▸ **Data rows**:
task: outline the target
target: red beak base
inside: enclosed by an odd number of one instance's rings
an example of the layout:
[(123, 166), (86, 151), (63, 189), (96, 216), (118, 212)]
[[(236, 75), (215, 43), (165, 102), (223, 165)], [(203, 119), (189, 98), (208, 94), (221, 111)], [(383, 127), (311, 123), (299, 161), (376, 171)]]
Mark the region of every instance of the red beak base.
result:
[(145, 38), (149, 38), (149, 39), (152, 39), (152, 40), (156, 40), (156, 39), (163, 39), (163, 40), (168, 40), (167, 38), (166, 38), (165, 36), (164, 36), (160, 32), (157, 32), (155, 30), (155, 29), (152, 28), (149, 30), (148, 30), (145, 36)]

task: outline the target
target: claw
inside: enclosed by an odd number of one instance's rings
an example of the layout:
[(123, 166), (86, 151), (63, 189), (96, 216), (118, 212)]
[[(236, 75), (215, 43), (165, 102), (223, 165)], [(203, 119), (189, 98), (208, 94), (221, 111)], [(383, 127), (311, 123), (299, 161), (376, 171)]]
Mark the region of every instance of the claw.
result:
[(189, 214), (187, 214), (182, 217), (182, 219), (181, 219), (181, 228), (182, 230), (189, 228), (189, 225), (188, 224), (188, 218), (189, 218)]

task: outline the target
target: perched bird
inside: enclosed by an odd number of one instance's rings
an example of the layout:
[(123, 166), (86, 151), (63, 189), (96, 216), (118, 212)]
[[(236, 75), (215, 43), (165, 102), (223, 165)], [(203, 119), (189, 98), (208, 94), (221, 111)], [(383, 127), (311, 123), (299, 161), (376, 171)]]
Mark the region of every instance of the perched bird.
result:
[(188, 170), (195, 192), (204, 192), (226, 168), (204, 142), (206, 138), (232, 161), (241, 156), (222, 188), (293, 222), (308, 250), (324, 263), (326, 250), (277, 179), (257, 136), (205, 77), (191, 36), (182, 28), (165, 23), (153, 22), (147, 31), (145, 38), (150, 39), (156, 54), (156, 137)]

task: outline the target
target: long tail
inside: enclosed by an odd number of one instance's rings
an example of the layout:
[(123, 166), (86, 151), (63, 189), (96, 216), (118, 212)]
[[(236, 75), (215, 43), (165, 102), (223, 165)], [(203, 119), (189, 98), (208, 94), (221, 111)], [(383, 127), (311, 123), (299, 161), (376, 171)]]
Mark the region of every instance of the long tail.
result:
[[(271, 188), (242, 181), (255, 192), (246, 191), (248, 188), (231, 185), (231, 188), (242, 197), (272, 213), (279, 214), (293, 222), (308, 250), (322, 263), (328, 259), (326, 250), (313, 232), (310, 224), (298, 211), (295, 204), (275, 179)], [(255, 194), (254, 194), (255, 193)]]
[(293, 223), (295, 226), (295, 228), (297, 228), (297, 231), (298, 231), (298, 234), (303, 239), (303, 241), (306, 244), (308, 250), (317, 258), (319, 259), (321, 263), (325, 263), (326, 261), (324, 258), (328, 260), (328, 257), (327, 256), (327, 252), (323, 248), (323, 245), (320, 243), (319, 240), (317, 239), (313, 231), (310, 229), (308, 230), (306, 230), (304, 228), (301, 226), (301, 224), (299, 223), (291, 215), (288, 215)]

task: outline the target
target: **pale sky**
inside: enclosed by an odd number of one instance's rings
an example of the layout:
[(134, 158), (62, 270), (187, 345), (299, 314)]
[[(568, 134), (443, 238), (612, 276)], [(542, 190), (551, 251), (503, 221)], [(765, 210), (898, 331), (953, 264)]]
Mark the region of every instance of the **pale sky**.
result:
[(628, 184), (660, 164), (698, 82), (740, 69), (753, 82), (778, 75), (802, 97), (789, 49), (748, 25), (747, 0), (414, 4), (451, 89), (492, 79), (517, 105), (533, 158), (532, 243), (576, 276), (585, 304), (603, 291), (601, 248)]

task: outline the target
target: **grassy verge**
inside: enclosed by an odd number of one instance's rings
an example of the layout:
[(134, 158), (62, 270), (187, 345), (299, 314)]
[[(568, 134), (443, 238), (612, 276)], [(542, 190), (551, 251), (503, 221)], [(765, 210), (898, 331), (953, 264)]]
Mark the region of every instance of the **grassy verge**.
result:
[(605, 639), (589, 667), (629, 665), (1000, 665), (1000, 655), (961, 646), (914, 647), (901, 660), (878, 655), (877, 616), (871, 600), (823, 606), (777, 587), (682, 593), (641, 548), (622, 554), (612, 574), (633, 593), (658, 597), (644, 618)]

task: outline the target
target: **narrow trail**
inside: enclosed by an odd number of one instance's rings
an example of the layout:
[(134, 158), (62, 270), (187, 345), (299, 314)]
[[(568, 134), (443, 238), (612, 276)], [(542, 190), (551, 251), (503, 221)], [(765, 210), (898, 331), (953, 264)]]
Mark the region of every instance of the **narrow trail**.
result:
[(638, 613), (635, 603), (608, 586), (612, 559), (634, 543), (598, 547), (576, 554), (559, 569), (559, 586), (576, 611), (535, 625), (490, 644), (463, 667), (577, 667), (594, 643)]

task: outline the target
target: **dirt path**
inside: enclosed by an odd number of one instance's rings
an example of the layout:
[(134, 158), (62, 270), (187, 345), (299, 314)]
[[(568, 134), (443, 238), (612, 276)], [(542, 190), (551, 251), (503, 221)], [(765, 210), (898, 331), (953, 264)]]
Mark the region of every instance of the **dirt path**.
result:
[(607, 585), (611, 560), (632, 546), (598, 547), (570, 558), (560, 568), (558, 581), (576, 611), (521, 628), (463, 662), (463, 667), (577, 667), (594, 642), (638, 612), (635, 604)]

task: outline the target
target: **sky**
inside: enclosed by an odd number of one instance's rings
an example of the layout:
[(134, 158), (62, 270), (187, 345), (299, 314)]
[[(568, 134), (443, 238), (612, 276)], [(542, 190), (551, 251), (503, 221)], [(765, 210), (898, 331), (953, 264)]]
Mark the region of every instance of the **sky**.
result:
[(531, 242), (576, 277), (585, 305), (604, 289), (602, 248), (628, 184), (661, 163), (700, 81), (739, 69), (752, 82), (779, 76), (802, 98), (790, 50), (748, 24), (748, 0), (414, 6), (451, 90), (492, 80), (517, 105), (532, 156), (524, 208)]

▸ **Work required**: Rewrite every line of the records above as a JSON list of strings, with one string for each line and blank lines left out.

▸ **Complete output**:
[
  "task: outline the target",
  "target: red beak base",
  "inside: enclosed by an odd number of one instance's rings",
  "an example of the layout:",
  "[(123, 166), (86, 151), (63, 189), (96, 216), (118, 212)]",
  "[[(236, 75), (215, 43), (165, 102), (223, 165)], [(203, 119), (189, 98), (208, 94), (221, 111)], [(383, 127), (311, 123), (299, 161), (376, 171)]]",
  "Mark the region of every instance of the red beak base.",
  "result:",
  "[(145, 38), (149, 38), (149, 39), (152, 39), (152, 40), (156, 40), (156, 39), (163, 39), (163, 40), (168, 40), (167, 38), (166, 38), (165, 36), (164, 36), (160, 32), (157, 32), (155, 30), (155, 29), (152, 28), (149, 30), (148, 30), (145, 36)]",
  "task: outline the target",
  "target: claw",
  "inside: enclosed by an odd number of one instance's rings",
  "an example of the layout:",
  "[(123, 166), (86, 151), (63, 189), (96, 216), (118, 212)]",
  "[[(236, 75), (215, 43), (165, 102), (223, 165)], [(203, 119), (189, 98), (208, 94), (221, 111)], [(383, 127), (311, 123), (299, 161), (376, 171)]]",
  "Mark the region of every instance of the claw.",
  "result:",
  "[(189, 214), (187, 214), (182, 217), (182, 219), (181, 219), (181, 228), (182, 230), (189, 228), (189, 225), (188, 224), (188, 218), (189, 218)]",
  "task: outline the target",
  "target: perched bird",
  "inside: enclosed by an odd number of one instance's rings",
  "an example of the layout:",
  "[(123, 166), (86, 151), (63, 189), (96, 216), (118, 212)]",
  "[[(236, 75), (215, 43), (165, 102), (223, 165)], [(203, 119), (189, 98), (208, 94), (221, 111)], [(383, 127), (311, 123), (299, 161), (376, 171)]]",
  "Mark the region of every instance of the perched bird.",
  "result:",
  "[(188, 170), (195, 192), (204, 192), (226, 168), (204, 142), (206, 138), (232, 161), (241, 156), (222, 188), (293, 222), (308, 250), (324, 263), (326, 250), (277, 179), (257, 136), (205, 77), (191, 36), (182, 28), (165, 23), (153, 22), (147, 31), (145, 38), (150, 39), (156, 54), (156, 137)]",
  "task: outline the target",
  "target: long tail",
  "inside: enclosed by an odd number of one instance's rings",
  "an example of the layout:",
  "[(123, 166), (86, 151), (63, 189), (96, 216), (118, 212)]",
  "[[(236, 75), (215, 43), (165, 102), (223, 165)], [(203, 119), (189, 98), (208, 94), (221, 111)], [(383, 127), (311, 123), (299, 161), (376, 171)]]",
  "Mark the region of every instance of the long tail.",
  "result:",
  "[[(271, 188), (242, 181), (255, 192), (246, 191), (248, 188), (231, 185), (231, 188), (242, 197), (272, 213), (279, 214), (293, 222), (308, 250), (322, 263), (328, 259), (326, 250), (313, 232), (310, 224), (298, 211), (295, 204), (275, 179)], [(255, 194), (254, 194), (255, 193)]]",
  "[(293, 223), (295, 226), (295, 228), (297, 228), (297, 231), (298, 231), (298, 234), (303, 239), (303, 241), (306, 244), (308, 250), (317, 258), (319, 259), (321, 263), (325, 263), (326, 261), (324, 258), (328, 260), (328, 257), (327, 256), (327, 252), (323, 248), (323, 245), (320, 243), (319, 240), (317, 239), (313, 231), (310, 229), (308, 230), (306, 230), (304, 228), (301, 226), (301, 224), (299, 223), (291, 215), (288, 215)]",
  "task: outline the target",
  "target: **pale sky**",
  "inside: enclosed by an odd number of one instance's rings",
  "an example of the layout:",
  "[(134, 158), (62, 270), (187, 345), (299, 314)]",
  "[[(568, 134), (443, 238), (612, 276)], [(542, 190), (551, 251), (503, 221)], [(765, 210), (898, 331), (953, 264)]]",
  "Mark the region of every instance of the **pale sky**.",
  "result:",
  "[(628, 184), (660, 164), (698, 82), (740, 69), (753, 82), (778, 75), (802, 97), (789, 49), (748, 25), (747, 0), (414, 4), (451, 89), (492, 79), (517, 105), (533, 158), (532, 243), (576, 276), (585, 304), (603, 291), (601, 248)]",
  "task: outline the target",
  "target: **grassy verge**",
  "inside: enclosed by an odd number of one instance's rings",
  "an example of the layout:",
  "[(134, 158), (62, 270), (187, 345), (299, 314)]",
  "[[(568, 134), (443, 238), (612, 276)], [(542, 190), (551, 251), (503, 221)], [(765, 210), (898, 331), (953, 264)]]",
  "Mark the region of every instance of the **grassy verge**.",
  "result:",
  "[(605, 639), (589, 667), (629, 665), (1000, 665), (1000, 655), (961, 646), (914, 647), (901, 660), (878, 655), (877, 616), (871, 600), (823, 606), (777, 587), (682, 593), (641, 548), (622, 554), (612, 574), (633, 593), (658, 597), (644, 618)]",
  "task: outline the target",
  "target: **narrow trail**",
  "inside: enclosed by an odd number of one instance's rings",
  "an example of the layout:",
  "[(134, 158), (62, 270), (187, 345), (299, 314)]",
  "[[(568, 134), (443, 238), (612, 276)], [(542, 190), (551, 251), (503, 221)], [(765, 210), (898, 331), (953, 264)]]",
  "Mark the region of every instance of the **narrow trail**.",
  "result:",
  "[(638, 613), (635, 603), (608, 586), (612, 559), (634, 543), (598, 547), (576, 554), (559, 569), (559, 586), (576, 611), (535, 625), (490, 644), (463, 667), (577, 667), (594, 643)]",
  "task: outline the target",
  "target: **dirt path**",
  "inside: enclosed by an odd number of one instance's rings",
  "an example of the layout:",
  "[(134, 158), (62, 270), (187, 345), (299, 314)]",
  "[[(568, 134), (443, 238), (612, 276)], [(542, 190), (551, 251), (503, 221)], [(765, 210), (898, 331), (953, 264)]]",
  "Mark the region of every instance of the **dirt path**.",
  "result:",
  "[(607, 585), (611, 560), (632, 546), (598, 547), (570, 558), (560, 568), (558, 581), (576, 611), (521, 628), (463, 662), (463, 667), (577, 667), (594, 642), (638, 612), (635, 604)]",
  "task: outline the target",
  "target: **sky**",
  "inside: enclosed by an odd number of one instance's rings",
  "an example of the layout:",
  "[(134, 158), (62, 270), (187, 345), (299, 314)]",
  "[[(568, 134), (443, 238), (612, 276)], [(542, 190), (551, 251), (503, 221)], [(765, 210), (898, 331), (953, 264)]]",
  "Mark the region of every instance of the **sky**.",
  "result:",
  "[(531, 242), (576, 277), (585, 305), (604, 289), (602, 248), (628, 184), (661, 163), (700, 81), (739, 69), (752, 82), (779, 76), (802, 98), (790, 50), (748, 24), (748, 0), (414, 6), (451, 90), (492, 80), (517, 105), (532, 156), (524, 208)]"
]